### TASK DESCRIPTION
Copy the data below word for word, omitting the pictures.

### RECORD LIST
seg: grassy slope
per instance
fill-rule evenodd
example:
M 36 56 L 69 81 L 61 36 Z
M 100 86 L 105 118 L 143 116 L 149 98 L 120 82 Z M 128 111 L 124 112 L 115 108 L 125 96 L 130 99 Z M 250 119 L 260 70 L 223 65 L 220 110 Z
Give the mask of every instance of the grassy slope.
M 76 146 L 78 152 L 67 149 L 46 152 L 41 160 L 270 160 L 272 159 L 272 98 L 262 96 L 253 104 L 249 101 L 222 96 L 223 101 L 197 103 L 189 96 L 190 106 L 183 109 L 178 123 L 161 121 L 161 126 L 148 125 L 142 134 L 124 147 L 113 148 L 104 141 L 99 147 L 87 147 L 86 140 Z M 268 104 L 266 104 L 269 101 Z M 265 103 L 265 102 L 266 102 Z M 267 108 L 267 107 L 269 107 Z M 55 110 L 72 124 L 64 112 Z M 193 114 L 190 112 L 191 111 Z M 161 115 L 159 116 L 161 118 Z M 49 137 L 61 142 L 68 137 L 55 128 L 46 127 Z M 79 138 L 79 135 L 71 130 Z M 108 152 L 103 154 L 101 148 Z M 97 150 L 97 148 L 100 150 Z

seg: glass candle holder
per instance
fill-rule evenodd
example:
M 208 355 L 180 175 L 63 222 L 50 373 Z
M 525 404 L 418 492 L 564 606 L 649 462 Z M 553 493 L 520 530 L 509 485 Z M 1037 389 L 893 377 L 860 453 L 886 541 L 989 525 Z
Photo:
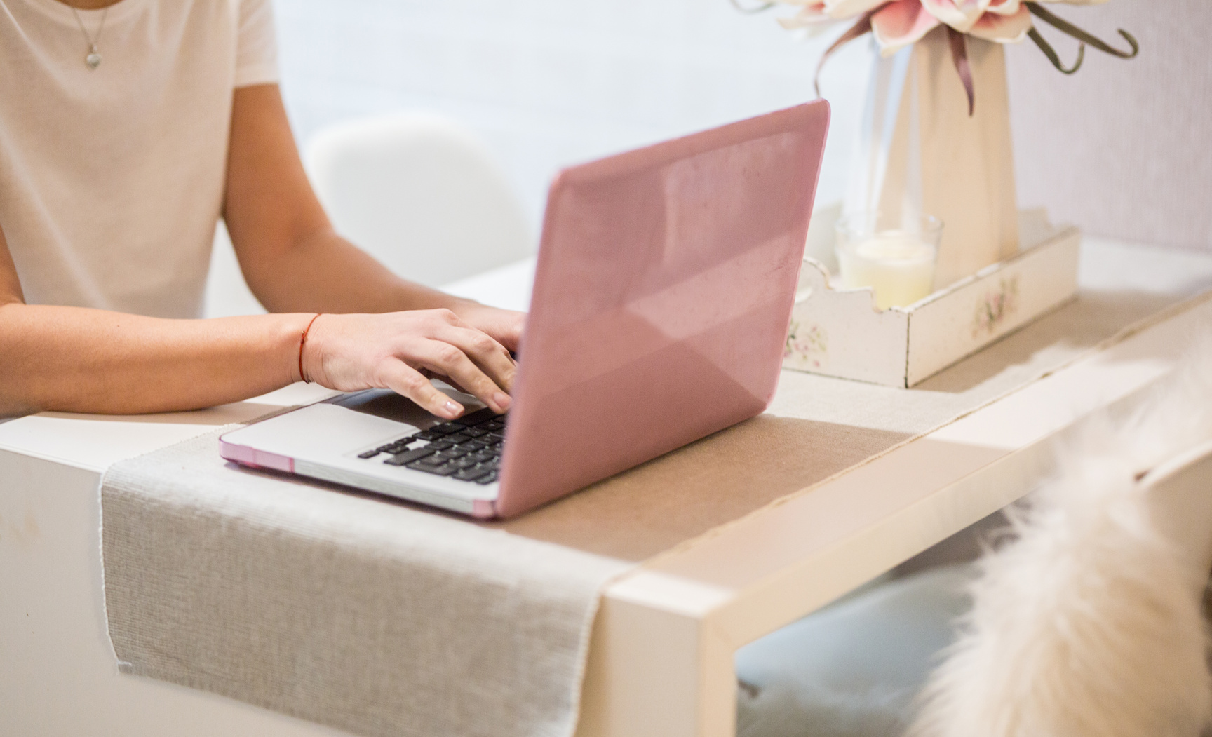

### ANSWER FOR THIS EXERCISE
seg: grassy slope
per instance
fill-rule evenodd
example:
M 36 56 L 69 81 L 61 36 Z
M 100 86 L 105 118 L 143 116 L 149 98 L 120 82 Z M 128 111 L 124 112 L 115 108 L 125 96 L 130 99 Z M 250 119 L 260 70 L 223 65 L 220 110 Z
Give the mask of every instance of the grassy slope.
M 76 146 L 78 152 L 67 149 L 46 152 L 41 160 L 270 160 L 272 159 L 272 98 L 262 96 L 253 104 L 249 101 L 222 96 L 223 101 L 197 103 L 189 96 L 190 106 L 183 109 L 178 123 L 161 121 L 161 126 L 148 125 L 142 134 L 124 147 L 113 148 L 104 141 L 99 147 L 87 147 L 86 140 Z M 268 104 L 266 104 L 269 101 Z M 265 103 L 265 102 L 266 102 Z M 267 108 L 267 107 L 269 107 Z M 55 110 L 72 124 L 64 112 Z M 193 114 L 190 112 L 191 111 Z M 161 115 L 159 116 L 161 118 Z M 49 137 L 61 142 L 68 137 L 55 128 L 46 127 Z M 79 138 L 79 135 L 71 130 Z M 108 152 L 103 154 L 101 148 Z M 97 150 L 97 148 L 100 150 Z

seg: glass candle holder
per instance
fill-rule evenodd
example:
M 208 355 L 180 175 L 63 222 L 50 373 Z
M 525 404 L 418 492 L 564 606 L 649 462 Z M 553 493 L 520 530 L 509 485 Z M 1037 389 L 893 377 L 860 453 L 886 541 L 989 525 Z
Photo:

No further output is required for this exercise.